| Problem to work on |
Print each line from the start of the records below up through the line where "Return one point per instance of the microphone, each" is found, exactly as given.

| Input data |
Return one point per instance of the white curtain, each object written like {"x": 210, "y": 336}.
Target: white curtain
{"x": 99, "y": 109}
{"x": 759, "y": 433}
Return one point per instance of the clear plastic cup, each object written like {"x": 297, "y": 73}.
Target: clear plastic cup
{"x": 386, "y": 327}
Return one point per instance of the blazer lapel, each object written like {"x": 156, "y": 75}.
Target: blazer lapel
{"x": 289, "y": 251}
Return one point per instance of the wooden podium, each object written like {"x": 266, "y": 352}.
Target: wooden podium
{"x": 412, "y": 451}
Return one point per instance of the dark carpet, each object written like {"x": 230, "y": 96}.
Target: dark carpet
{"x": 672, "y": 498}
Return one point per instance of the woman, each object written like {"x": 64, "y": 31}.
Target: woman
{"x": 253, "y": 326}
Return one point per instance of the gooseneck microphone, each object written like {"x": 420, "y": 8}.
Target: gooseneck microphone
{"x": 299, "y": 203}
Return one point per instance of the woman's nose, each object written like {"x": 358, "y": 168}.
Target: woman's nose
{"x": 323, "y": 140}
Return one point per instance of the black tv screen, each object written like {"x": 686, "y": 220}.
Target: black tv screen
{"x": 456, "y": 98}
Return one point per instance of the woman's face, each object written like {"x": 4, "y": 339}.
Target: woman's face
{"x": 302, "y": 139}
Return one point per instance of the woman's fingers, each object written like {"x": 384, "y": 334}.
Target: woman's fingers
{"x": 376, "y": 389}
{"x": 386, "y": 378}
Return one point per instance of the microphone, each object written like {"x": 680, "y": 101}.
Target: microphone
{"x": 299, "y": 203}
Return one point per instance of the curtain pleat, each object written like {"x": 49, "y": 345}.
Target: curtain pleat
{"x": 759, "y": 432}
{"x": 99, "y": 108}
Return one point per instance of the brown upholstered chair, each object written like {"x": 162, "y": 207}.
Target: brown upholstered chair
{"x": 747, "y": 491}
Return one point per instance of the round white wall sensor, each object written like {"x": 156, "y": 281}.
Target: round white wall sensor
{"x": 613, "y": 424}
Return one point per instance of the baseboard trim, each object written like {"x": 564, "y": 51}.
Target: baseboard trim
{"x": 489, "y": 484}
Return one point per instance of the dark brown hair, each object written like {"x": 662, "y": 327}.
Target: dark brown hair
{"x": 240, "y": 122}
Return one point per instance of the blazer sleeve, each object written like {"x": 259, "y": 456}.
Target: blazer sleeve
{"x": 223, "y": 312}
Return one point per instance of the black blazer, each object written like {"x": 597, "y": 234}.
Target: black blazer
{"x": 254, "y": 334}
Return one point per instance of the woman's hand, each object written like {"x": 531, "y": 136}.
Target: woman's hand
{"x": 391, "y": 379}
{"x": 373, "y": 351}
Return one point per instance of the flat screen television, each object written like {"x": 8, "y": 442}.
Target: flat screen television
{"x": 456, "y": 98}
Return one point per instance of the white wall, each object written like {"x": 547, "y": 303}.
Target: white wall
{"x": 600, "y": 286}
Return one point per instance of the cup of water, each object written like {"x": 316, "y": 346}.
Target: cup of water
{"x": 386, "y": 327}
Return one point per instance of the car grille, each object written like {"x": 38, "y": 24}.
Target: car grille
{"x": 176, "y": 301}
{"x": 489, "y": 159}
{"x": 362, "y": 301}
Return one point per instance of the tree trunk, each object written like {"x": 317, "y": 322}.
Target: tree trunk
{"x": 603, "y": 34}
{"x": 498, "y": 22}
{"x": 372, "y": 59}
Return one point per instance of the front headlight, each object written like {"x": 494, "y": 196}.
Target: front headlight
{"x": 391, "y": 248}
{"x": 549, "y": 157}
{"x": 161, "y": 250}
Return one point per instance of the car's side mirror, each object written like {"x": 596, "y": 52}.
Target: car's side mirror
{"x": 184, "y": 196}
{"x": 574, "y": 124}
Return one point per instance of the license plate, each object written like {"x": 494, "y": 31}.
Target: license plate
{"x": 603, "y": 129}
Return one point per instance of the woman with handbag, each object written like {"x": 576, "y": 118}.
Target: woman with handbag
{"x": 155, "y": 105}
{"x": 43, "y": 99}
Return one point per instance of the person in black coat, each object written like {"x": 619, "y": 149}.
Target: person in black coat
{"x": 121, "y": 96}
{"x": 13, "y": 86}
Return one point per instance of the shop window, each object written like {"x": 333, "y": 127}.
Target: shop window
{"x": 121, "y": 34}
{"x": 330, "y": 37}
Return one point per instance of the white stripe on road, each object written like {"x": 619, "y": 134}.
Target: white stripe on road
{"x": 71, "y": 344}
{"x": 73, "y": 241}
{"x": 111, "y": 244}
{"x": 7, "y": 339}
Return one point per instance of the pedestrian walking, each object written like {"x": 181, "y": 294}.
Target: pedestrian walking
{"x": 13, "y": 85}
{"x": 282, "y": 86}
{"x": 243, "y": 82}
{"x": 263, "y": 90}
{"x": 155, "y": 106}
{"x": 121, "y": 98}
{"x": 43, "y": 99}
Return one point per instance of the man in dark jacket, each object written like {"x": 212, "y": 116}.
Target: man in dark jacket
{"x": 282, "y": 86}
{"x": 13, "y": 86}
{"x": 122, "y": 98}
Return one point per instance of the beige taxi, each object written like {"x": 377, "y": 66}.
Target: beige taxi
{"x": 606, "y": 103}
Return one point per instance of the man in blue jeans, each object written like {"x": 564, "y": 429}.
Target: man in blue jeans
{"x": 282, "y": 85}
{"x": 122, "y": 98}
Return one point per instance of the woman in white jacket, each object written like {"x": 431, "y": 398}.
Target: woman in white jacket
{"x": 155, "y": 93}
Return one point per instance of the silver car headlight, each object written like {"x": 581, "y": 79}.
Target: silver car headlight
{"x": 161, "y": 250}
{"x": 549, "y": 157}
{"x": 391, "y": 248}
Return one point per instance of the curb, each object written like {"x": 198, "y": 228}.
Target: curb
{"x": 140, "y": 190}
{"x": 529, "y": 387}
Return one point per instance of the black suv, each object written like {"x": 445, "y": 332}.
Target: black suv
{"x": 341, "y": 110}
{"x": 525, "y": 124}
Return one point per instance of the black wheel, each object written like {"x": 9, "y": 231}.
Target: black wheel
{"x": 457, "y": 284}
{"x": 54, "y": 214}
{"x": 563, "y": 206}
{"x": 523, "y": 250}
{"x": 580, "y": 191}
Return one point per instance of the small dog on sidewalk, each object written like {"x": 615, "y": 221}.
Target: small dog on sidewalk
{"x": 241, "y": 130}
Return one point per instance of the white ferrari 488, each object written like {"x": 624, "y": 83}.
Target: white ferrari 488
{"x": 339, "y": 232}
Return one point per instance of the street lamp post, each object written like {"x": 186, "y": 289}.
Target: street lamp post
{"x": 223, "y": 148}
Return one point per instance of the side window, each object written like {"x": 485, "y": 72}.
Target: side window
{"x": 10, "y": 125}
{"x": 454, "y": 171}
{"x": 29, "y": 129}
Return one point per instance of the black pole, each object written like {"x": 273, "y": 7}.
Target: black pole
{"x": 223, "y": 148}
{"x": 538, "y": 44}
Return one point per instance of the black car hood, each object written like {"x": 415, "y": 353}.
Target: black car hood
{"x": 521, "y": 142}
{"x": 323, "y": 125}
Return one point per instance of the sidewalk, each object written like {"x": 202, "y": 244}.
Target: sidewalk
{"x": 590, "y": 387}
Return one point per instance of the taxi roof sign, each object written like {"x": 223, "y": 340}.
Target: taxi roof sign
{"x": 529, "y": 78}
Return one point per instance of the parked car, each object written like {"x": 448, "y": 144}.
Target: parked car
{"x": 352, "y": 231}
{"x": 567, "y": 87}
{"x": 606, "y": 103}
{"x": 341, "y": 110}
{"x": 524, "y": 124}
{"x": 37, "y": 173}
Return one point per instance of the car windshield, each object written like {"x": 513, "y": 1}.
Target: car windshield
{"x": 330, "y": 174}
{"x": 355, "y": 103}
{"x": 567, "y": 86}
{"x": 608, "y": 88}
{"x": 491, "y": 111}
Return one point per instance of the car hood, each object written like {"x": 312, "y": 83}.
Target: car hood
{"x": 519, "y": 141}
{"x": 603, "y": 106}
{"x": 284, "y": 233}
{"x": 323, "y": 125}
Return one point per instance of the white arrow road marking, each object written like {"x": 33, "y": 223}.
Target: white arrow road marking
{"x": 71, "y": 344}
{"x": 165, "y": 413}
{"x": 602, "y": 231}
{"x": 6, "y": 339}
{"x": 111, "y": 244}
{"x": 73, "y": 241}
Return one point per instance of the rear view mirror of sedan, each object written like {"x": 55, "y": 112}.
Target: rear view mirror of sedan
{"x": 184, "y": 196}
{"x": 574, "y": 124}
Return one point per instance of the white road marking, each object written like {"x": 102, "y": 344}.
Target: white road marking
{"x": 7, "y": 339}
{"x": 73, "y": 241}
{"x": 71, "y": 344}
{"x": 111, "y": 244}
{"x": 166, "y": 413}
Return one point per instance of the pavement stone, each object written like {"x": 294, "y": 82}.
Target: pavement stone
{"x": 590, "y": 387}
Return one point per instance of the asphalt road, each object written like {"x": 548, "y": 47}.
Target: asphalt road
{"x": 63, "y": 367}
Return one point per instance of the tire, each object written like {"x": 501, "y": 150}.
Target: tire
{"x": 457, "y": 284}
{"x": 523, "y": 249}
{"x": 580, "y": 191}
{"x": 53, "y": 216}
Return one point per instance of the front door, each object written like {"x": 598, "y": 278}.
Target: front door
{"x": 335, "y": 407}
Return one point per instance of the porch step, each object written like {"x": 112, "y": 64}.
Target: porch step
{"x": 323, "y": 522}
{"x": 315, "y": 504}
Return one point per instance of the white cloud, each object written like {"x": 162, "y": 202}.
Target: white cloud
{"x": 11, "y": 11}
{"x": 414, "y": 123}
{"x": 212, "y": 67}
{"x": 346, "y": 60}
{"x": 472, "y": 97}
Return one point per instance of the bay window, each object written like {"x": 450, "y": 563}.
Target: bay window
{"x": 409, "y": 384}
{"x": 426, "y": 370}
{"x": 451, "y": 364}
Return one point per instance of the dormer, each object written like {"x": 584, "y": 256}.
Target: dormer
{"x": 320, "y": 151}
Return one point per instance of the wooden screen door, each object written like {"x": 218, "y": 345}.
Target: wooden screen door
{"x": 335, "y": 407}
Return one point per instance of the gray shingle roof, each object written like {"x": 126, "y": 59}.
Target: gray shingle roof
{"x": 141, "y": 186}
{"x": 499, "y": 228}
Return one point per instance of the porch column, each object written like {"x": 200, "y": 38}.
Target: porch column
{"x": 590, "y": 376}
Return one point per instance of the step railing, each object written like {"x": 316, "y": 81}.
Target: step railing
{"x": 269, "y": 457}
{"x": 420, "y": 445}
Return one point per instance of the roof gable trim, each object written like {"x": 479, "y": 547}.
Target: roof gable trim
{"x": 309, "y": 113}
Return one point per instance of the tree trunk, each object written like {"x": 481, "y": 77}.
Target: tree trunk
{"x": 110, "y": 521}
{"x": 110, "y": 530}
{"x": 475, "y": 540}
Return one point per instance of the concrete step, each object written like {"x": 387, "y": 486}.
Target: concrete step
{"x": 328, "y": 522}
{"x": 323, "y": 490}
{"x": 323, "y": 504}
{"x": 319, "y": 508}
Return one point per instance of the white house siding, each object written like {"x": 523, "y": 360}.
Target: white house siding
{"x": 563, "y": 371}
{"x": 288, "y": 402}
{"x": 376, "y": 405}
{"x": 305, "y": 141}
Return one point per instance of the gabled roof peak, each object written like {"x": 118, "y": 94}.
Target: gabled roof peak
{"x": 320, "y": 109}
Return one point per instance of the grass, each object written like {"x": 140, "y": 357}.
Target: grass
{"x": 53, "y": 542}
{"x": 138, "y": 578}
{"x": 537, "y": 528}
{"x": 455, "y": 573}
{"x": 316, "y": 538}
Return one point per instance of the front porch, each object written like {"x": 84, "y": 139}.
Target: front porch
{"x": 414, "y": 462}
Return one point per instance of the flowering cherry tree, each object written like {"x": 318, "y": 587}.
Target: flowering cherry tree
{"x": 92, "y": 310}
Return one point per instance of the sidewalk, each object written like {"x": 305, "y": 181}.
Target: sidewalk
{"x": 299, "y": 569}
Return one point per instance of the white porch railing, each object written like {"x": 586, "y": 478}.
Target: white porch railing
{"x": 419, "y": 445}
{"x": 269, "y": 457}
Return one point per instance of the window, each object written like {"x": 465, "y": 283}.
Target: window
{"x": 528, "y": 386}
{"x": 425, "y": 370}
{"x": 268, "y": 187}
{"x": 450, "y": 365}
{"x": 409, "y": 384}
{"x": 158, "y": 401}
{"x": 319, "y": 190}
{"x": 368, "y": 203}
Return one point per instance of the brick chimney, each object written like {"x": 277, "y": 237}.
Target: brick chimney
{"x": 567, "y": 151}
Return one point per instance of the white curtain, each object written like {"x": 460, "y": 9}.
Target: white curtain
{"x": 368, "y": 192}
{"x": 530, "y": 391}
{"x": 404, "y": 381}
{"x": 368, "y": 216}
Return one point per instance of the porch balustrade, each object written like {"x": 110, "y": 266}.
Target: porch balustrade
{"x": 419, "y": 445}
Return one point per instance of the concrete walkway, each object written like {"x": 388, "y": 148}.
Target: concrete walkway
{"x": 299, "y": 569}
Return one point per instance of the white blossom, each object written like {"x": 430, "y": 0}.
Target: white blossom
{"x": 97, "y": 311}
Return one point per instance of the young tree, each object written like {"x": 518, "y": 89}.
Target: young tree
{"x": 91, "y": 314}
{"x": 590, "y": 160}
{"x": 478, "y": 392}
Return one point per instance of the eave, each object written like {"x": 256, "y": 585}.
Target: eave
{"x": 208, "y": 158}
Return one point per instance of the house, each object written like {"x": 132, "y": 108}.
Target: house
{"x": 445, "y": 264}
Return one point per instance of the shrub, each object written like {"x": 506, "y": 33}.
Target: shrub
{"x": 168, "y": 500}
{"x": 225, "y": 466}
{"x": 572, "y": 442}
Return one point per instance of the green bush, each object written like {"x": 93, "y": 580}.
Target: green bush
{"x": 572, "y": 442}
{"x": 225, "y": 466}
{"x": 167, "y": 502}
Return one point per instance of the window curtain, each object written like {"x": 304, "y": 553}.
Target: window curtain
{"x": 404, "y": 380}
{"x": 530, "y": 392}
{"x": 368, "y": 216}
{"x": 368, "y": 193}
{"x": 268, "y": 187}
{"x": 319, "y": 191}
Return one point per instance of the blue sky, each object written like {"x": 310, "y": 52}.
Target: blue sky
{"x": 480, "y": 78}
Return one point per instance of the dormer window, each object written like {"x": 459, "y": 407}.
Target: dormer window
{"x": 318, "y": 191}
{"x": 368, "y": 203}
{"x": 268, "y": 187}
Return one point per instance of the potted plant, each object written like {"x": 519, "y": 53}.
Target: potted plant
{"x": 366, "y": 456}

| Written response |
Return one point per instance of the white curtain, each object written like {"x": 210, "y": 336}.
Target: white curtain
{"x": 99, "y": 109}
{"x": 759, "y": 433}
Return one point per instance of the clear plastic cup, each object written like {"x": 297, "y": 73}.
Target: clear plastic cup
{"x": 386, "y": 327}
Return one point per instance of the blazer lapel, each object written like {"x": 156, "y": 75}.
Target: blazer lapel
{"x": 289, "y": 251}
Return one point per instance of the wooden podium, each object written like {"x": 266, "y": 352}.
Target: wooden podium
{"x": 412, "y": 451}
Return one point per instance of the dark carpet, each object written like {"x": 230, "y": 96}.
Target: dark carpet
{"x": 672, "y": 498}
Return one point per instance of the woman, each object written like {"x": 64, "y": 31}.
Target: woman
{"x": 253, "y": 326}
Return one point per instance of the gooseneck microphone, each object written like {"x": 420, "y": 8}.
Target: gooseneck microphone
{"x": 299, "y": 203}
Return one point per instance of the woman's nose, each object written like {"x": 358, "y": 168}.
Target: woman's nose
{"x": 323, "y": 140}
Return one point per instance of the black tv screen, each object written like {"x": 686, "y": 220}.
Target: black tv screen
{"x": 456, "y": 98}
Return one point per instance of the woman's face, each object written like {"x": 4, "y": 339}.
Target: woman's face
{"x": 302, "y": 139}
Return one point per instance of the woman's fingers, each object written like {"x": 384, "y": 334}.
Target: woman's fingers
{"x": 376, "y": 389}
{"x": 386, "y": 378}
Return one point per instance of the microphone, each object written like {"x": 680, "y": 101}.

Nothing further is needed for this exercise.